[Recorded data]
---*---
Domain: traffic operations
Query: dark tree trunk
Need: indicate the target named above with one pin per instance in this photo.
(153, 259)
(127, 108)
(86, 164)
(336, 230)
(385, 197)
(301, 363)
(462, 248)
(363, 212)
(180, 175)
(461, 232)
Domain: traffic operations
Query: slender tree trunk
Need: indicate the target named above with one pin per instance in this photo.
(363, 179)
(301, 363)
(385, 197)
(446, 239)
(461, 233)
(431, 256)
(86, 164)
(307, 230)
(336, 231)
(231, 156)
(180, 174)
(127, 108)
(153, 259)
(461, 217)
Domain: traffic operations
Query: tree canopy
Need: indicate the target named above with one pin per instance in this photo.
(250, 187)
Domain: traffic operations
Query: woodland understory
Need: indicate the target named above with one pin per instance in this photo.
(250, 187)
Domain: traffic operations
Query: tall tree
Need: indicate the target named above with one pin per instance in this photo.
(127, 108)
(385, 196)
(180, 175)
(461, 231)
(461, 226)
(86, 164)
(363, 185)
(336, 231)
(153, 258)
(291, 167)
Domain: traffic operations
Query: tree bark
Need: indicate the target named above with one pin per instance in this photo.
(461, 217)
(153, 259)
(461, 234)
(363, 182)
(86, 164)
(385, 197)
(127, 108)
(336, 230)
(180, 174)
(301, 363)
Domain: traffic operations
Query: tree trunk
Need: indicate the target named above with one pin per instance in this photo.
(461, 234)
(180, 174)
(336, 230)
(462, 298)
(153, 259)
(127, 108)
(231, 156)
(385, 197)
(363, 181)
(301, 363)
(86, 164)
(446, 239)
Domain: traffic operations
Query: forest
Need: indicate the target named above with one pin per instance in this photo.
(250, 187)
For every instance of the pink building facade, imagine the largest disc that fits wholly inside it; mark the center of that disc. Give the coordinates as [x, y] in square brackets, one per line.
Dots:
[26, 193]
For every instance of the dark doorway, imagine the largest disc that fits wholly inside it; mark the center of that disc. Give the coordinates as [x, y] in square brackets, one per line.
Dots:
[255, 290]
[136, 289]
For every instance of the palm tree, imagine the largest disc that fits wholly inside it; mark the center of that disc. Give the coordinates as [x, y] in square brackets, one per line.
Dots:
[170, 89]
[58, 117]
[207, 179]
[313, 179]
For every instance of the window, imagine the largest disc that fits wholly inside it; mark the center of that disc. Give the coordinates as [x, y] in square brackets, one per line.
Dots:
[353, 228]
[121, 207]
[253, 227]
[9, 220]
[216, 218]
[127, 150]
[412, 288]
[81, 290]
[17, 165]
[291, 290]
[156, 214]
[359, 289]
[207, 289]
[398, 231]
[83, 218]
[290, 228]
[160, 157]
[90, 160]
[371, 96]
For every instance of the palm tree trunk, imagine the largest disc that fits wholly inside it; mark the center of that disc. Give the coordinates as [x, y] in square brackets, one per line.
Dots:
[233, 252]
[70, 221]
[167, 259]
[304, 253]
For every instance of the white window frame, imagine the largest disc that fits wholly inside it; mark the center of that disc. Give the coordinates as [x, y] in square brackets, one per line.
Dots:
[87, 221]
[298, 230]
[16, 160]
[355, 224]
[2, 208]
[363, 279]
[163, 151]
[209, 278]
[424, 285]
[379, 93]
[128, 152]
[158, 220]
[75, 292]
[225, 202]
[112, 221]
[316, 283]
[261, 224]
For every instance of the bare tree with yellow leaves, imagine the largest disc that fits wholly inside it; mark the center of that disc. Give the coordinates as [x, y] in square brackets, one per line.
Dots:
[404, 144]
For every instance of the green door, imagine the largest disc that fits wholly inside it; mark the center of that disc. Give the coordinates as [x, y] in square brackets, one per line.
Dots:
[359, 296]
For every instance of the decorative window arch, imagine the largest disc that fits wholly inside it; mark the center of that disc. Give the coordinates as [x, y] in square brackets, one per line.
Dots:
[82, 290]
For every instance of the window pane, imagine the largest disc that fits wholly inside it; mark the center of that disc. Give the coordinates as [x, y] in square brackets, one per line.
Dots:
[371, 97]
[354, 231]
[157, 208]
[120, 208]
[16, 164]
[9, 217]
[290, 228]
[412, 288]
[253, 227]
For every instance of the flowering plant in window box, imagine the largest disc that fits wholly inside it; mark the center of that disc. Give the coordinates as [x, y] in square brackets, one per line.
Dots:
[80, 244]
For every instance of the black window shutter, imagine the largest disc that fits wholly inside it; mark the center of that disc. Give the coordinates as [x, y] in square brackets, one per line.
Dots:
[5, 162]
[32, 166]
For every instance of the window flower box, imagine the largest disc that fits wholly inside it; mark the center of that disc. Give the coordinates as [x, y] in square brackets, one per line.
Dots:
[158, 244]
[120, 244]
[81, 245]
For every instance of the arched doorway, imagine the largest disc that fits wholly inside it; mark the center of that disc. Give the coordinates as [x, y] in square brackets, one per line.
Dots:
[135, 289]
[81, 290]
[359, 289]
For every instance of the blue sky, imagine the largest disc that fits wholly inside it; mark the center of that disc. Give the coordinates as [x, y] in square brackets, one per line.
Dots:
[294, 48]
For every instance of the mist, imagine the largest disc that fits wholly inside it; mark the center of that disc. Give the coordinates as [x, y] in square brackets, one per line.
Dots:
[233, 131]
---*---
How to complete this task:
Exactly the lines above from the one with "Query: dark tree trunk" to the one with "Query: tree bark", both included, are to be quoted; leave the rest out.

The answer:
Query: dark tree trunk
Need: indicate the target named above with one pin per instance in this photo.
(153, 259)
(127, 108)
(86, 164)
(336, 230)
(385, 197)
(301, 363)
(462, 248)
(363, 212)
(180, 175)
(461, 232)
Domain: traffic operations
Query: slender tree trunk
Need: indicate the target named above with one pin per instance in this photo.
(363, 179)
(301, 363)
(385, 197)
(446, 239)
(461, 233)
(431, 256)
(86, 164)
(307, 230)
(336, 231)
(231, 156)
(180, 174)
(127, 108)
(153, 259)
(461, 217)
Domain: traffic operations
Query: tree canopy
Need: indicate the target named above with one pin per instance in this photo.
(250, 187)
Domain: traffic operations
Query: woodland understory
Need: indicate the target named above with one pin per instance in this photo.
(250, 187)
Domain: traffic operations
Query: tall tree
Need: indicate the target named above with one pin per instance in this photo.
(127, 108)
(385, 196)
(180, 175)
(461, 231)
(461, 226)
(86, 164)
(363, 185)
(336, 231)
(153, 258)
(291, 167)
Domain: traffic operations
Query: tree bark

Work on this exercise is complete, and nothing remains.